** 抜粋本文 **
::::::

そして、各回転角度区間で制御の目標となる糸張力は、各回転角度区間ごとに固有に設定された糸張力量と全回転角度区間に共通する調整比率との乗算値により求められる。
そして、全回転角度区間を通じて糸張力を調整する必要がある場合には、設定入力手段により、調整比率を変更し、各回転角度区間で縫い糸に付与される糸張力を全体的に調整する。
これにより、複数ある回転角度区間ごとにその設定糸張力を個別に変更入力する必要がなくなり、煩雑性を解消すると共に入力作業の高効率化を図ることが可能となる。
【0011】
請求項4記載の発明も請求項2記載の発明とほぼ同様に、針振りの往復の一方と他方の方向について別々に、複数回転角度区間ごとに糸張力が制御される。
従って、往復の一方方向と他方方向のそれぞれの移動において、各回転角度区間について糸張力が設定されることで、縫い針の往復移動における一方と他方のそれぞれの場合について、適正な糸張力の付与が可能となる。
また、往復による一方と他方について回転角度区間が分けられるので、回転角度区間数が増加するが、本発明では、一の調整比率を変更し、各回転角度区間で縫い糸に付与される糸張力を全体的に調整することが可能である。
従って、かかる針振りが行われるミシンにこそ、多数ある回転角度区間ごとにその設定糸張力を個別に変更入力する必要がなくなり、さらなる煩雑性を解消すると共に入力作業のさらなる高効率化を図ることが可能となる。
【発明を実施するための最良の形態】
【0012】
(発明の実施形態の全体構成)
以下、本発明の実施の形態である針振りミシンたる千鳥縫いミシン100について図1乃至図11に基づいて説明する。図1は千鳥縫いミシン100の全体の概略構成を示す正面図である。
【0013】
(ミシンの全体構成)
本実施の形態に係る千鳥縫いミシン100は、図1に示すように、ミシン脚卓Z上に載置され、上面に針板が設けられたベッド部1(破線)と、ベッド部1の上方においてベッド部1と略平行に延在するアーム部2と、ベッド部1の一端部側に立設されてアーム部2の一端部を支持する胴部と、アーム部2の前端部から下方に延出して上下動自在な針棒3と、モータベルト4bを介して図示していない上軸を回転駆動するミシンモータ4と、上軸の回転駆動力により針棒3及び針棒3が保持する縫い針3aを上下動させる図示しない針駆動機構と、縫い針3aの上下動に同期して布の送り方向に直交する方向に縫い針3aを移動させる針振り行う針振り機構(図示略)と、ベッド部1上に載置された布を送る布送り装置(図示略)と、ミシン全体の動作を統合制御する動作制御手段としての制御装置5と、踏込み量によって上軸の回転速度を調節する操作ペダル7と、針振り機構が縫い針3aを移動させる針移動量や布送り装置が布を送る布送り量等の各種データを複数入力して千鳥縫い縫製に要する縫製データの設定入力を行うための各種スイッチ81〜84と、設定されたデータ等を表示する表示部8aとを有する操作パネル8と、アーム部2の正面において縫い針3aに供給される縫い糸に張力を付与する糸調子装置93とを備えて構成されている。

::::::

** 提供資料 **

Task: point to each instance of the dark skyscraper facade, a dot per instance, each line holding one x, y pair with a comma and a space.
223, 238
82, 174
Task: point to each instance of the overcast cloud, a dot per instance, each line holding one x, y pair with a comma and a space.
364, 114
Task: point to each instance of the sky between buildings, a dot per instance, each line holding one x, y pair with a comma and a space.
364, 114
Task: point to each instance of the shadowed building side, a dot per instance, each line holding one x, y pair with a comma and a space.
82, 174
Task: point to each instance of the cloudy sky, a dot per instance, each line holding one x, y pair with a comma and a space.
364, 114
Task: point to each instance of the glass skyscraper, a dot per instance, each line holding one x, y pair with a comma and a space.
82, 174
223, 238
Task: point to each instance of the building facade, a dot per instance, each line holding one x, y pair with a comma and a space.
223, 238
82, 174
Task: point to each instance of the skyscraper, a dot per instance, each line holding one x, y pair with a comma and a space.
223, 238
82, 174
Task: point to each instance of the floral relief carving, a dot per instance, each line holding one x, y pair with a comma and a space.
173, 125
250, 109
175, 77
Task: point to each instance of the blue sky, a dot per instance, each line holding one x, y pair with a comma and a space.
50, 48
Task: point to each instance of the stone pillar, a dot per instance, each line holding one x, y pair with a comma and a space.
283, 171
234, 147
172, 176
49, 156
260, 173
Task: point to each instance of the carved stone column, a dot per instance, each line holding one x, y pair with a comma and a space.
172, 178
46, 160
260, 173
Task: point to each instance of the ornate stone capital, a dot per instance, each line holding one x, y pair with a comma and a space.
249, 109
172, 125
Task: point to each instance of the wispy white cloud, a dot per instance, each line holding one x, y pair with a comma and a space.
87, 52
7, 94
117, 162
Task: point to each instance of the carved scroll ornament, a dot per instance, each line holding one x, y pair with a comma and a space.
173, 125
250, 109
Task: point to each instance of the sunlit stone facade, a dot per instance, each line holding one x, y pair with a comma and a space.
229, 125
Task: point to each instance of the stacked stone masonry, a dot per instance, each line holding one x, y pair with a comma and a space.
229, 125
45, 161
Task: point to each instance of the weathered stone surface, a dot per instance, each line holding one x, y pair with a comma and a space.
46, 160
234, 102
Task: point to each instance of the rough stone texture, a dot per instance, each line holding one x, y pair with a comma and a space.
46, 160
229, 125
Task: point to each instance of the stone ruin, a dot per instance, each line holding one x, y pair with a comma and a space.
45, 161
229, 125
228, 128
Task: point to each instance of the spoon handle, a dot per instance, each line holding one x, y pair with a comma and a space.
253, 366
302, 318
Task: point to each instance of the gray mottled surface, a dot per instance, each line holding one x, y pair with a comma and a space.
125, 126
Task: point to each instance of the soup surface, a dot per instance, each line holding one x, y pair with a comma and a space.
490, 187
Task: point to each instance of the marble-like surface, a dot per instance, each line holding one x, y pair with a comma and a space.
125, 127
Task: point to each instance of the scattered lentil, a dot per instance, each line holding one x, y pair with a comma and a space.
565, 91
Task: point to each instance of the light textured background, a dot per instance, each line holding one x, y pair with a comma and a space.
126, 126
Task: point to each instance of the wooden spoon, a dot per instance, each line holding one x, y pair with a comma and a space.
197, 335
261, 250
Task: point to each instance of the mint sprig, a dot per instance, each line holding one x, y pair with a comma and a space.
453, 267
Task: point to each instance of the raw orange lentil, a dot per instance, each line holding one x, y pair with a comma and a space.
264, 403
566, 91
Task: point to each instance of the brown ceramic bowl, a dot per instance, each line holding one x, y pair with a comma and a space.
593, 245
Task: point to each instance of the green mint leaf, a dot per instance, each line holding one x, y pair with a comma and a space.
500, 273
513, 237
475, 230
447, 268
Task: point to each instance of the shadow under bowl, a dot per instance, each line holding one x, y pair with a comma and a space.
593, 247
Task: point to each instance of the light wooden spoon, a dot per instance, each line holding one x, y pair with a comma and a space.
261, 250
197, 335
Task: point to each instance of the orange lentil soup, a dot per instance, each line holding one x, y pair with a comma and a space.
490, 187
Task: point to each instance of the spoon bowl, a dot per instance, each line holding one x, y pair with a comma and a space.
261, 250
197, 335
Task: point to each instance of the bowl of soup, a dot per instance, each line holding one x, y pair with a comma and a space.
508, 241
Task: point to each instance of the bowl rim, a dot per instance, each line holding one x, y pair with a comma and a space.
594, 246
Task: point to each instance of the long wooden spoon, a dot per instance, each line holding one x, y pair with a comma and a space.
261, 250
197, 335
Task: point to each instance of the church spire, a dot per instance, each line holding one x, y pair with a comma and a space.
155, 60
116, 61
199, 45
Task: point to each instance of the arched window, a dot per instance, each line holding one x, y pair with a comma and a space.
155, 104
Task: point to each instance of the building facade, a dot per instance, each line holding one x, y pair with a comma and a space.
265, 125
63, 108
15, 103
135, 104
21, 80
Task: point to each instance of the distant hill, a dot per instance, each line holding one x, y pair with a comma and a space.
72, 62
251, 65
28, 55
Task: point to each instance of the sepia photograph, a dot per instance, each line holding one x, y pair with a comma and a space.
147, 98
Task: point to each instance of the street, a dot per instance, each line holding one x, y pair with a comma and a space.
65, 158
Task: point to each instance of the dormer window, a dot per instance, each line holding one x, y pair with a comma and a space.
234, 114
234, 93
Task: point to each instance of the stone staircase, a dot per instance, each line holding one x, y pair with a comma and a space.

::::::

** 課題の条件 **
千鳥縫いミシンの本文から、「そして、各回転角度区間で制御」を含む語句で始め、「間ごとに糸張力が制御される。」の後で終わる部分を、一字も変えずに書き写してください。 エントリーは抜粋本文とは別の資料です。

** 解答 **
そして、各回転角度区間で制御の目標となる糸張力は、各回転角度区間ごとに固有に設定された糸張力量と全回転角度区間に共通する調整比率との乗算値により求められる。
そして、全回転角度区間を通じて糸張力を調整する必要がある場合には、設定入力手段により、調整比率を変更し、各回転角度区間で縫い糸に付与される糸張力を全体的に調整する。
これにより、複数ある回転角度区間ごとにその設定糸張力を個別に変更入力する必要がなくなり、煩雑性を解消すると共に入力作業の高効率化を図ることが可能となる。
【0011】
請求項4記載の発明も請求項2記載の発明とほぼ同様に、針振りの往復の一方と他方の方向について別々に、複数回転角度区間ごとに糸張力が制御される。